▶ _Provided passage_
::::::::::
If you have a local jsonlines file with nested data and are familiar with pandas in python, use the JSON normalization functionality from pandas.

Import data from local files

Import data from CSV data files

PythonJava

from aiaengine import Org, Project, FileSource, Column, DataType

# create a new demo project in the org
org = Org(id='b6240512-cd17-43a0-8297-84c51c1bc5a0') # replace with your org ID
project = org.create_project(name="Demo project using Python SDK", description="Your demo project")
# or you can get an existing project that you want to work on
# project = Project(id='ID_of_your_project') # replace with your own project ID

# import the `German Credit Data` dataset
data_file = 'examples/datasets/german-credit.csv'
# You can use the `print_schema` utility function to print the auto-inferred schema
# print_schema(pd.read_csv(data_file, header=0))

dataset = project.create_dataset(
    name=f"German Credit Data",
    data_source=FileSource(
        file_urls=[data_file],
        schema=[
            Column('checking_status', DataType.Text),
            Column('duration', DataType.Numeric),
            Column('credit_history', DataType.Text),
            Column('purpose', DataType.Text),
            Column('credit_amount', DataType.Numeric),
            Column('savings_status', DataType.Text),
            Column('employment', DataType.Text),
            Column('installment_commitment', DataType.Numeric),
            Column('personal_status', DataType.Text),
            Column('other_parties', DataType.Text),
            Column('residence_since', DataType.Numeric),
            Column('property_magnitude', DataType.Text),
            Column('age', DataType.Numeric),
            Column('other_payment_plans', DataType.Text),
            Column('housing', DataType.Text),
            Column('existing_credits', DataType.Numeric),
            Column('job', DataType.Text),
            Column('num_dependents', DataType.Numeric),
            Column('own_telephone', DataType.Text),
            Column('foreign_worker', DataType.Text),
            Column('class', DataType.Text)
        ]
    )
)
print(dataset.id)
::::::::::
▶ _What to work on_
• 1. In the import guide, what file path is assigned to data_file?
• 2. Transcribe the import guide between "from aiaengine import" and "# print_schema(pd.read_csv(data_file, header=0))", inclusive.
The data that comes next has no connection to the import guide.
::::::::::
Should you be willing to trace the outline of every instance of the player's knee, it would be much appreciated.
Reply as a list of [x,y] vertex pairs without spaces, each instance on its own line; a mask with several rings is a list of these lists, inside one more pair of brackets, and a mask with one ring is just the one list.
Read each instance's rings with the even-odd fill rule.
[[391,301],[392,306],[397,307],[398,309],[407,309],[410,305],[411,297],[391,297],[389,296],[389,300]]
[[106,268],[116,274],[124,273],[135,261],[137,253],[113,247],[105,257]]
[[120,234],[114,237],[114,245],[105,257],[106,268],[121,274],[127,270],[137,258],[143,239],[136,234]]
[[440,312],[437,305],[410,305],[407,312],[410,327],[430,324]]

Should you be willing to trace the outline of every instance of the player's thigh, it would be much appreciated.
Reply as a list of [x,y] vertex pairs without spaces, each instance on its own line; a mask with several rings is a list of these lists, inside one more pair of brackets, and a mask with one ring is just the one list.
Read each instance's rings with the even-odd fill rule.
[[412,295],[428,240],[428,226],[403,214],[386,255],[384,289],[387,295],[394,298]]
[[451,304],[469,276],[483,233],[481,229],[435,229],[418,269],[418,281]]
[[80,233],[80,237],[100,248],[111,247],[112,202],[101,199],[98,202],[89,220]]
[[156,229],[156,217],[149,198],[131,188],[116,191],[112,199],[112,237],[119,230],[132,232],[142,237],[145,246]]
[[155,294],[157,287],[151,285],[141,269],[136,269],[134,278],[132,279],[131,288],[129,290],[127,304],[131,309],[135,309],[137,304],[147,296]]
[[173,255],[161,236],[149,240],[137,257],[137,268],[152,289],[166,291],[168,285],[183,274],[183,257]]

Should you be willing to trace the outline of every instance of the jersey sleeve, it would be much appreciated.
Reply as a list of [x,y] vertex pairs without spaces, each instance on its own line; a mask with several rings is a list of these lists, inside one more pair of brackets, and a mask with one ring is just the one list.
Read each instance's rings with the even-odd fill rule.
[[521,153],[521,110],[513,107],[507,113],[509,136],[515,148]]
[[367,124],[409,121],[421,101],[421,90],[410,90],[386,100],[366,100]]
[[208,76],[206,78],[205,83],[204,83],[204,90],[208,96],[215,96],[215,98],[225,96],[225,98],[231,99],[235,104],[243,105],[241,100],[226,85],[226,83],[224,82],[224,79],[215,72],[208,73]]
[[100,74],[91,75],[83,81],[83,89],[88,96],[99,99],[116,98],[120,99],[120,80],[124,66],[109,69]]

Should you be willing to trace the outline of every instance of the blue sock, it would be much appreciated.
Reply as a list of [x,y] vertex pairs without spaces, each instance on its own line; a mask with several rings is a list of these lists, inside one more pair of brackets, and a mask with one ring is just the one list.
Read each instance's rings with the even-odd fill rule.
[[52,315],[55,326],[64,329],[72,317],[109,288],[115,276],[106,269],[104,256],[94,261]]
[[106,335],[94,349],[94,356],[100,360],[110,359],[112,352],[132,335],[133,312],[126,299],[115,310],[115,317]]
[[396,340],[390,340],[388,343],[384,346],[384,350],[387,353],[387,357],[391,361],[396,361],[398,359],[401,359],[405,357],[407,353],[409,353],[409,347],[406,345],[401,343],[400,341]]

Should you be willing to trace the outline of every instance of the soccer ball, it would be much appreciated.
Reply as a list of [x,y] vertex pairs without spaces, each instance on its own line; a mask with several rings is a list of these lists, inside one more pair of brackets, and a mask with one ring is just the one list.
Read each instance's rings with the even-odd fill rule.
::::::::::
▶ _Solutions to the problems_
• 1. examples/datasets/german-credit.csv

• 2.
from aiaengine import Org, Project, FileSource, Column, DataType

# create a new demo project in the org
org = Org(id='b6240512-cd17-43a0-8297-84c51c1bc5a0') # replace with your org ID
project = org.create_project(name="Demo project using Python SDK", description="Your demo project")
# or you can get an existing project that you want to work on
# project = Project(id='ID_of_your_project') # replace with your own project ID

# import the `German Credit Data` dataset
data_file = 'examples/datasets/german-credit.csv'
# You can use the `print_schema` utility function to print the auto-inferred schema
# print_schema(pd.read_csv(data_file, header=0))